Tout était déjà là au scénario. L’enquête, la tragi-comédie, et le rituel. Il fallait simplement s’en saisir. Dans le film, cela passe par la « visite à la mort », puis le coup de pied au fond de la piscine pour remonter. Mais toutes les péripéties avant que Raoul ne touche le fond étaient déjà présentes dans le script.
Fotogenico fait partie pour moi des scénarios super puissants. Dignes d’un conte philosophique. Avec un coté cruel, réflexif sans être didactique. Peu de scénarios savent jouer de ce mélange de simplicité et de force à la fois. Marcia et Benoit ont réussi à construire quelque chose de fulgurant.
Je peux dire la même chose du scénario de l’"Inconnu du lac". Je pourrais les comparer à des Haïku.

Benoît Sabatier :
On a essayé de travailler le scénario avec plusieurs niveaux de lecture. C’est l’histoire d’un père qui veut faire son deuil. Mais aussi d’un conflit de générations, avec un homme de cinquante ans parachuté dans un jeu de quilles au milieu de jeunes femmes post punk et Queer. Mais le film pose aussi plusieurs questions : À quoi sert l’art ? Est-ce que la musique a un pouvoir de résurrection ? Est-ce l’art a une dimension d’immortalité ?

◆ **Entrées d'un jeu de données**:
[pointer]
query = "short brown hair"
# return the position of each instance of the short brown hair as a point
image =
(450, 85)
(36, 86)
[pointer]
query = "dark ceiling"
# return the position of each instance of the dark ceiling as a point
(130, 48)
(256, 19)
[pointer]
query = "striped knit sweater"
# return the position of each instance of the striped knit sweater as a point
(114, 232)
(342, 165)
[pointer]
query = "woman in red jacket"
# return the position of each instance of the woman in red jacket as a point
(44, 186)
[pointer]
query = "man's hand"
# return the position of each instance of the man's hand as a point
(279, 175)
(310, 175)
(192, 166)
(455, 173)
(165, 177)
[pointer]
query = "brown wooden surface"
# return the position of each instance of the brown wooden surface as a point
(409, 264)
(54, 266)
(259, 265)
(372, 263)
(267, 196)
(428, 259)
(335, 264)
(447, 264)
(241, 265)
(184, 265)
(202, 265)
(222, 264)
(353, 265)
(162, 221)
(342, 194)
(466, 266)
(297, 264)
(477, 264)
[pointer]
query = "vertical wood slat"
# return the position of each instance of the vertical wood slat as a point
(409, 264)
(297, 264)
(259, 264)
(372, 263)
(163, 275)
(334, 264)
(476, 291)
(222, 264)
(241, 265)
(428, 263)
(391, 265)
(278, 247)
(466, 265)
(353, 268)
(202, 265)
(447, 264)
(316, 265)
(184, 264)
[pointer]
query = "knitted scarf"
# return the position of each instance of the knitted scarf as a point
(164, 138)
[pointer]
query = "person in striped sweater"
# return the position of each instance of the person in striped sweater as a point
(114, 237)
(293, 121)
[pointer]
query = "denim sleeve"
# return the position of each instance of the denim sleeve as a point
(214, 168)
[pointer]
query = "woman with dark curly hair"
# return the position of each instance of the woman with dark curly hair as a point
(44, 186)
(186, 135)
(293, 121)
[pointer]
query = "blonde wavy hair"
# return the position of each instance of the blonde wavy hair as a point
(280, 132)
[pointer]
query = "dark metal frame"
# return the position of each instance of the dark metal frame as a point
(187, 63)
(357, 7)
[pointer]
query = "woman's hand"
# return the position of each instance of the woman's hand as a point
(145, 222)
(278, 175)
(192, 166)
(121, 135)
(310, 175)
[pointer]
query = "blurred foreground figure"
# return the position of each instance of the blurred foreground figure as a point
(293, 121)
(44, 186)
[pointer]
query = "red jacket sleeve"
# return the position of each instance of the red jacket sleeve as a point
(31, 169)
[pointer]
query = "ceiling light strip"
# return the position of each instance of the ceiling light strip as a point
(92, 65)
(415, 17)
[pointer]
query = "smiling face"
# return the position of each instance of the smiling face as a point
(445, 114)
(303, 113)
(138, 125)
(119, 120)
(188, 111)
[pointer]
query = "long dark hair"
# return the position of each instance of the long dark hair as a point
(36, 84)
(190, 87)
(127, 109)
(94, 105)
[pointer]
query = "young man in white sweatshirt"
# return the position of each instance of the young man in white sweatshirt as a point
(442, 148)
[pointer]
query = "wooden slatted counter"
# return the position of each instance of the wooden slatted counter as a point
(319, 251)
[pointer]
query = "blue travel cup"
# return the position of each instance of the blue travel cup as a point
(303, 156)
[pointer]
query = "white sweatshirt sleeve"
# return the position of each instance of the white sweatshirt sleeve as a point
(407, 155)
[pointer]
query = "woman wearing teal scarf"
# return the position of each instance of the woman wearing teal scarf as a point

◆ **Consigne écrite**:
Dans le texte sur le scénario de Fotogenico, à quoi sont comparés ce scénario et celui de l'« Inconnu du lac » ?

◆ **Corrigé**:
À des Haïku.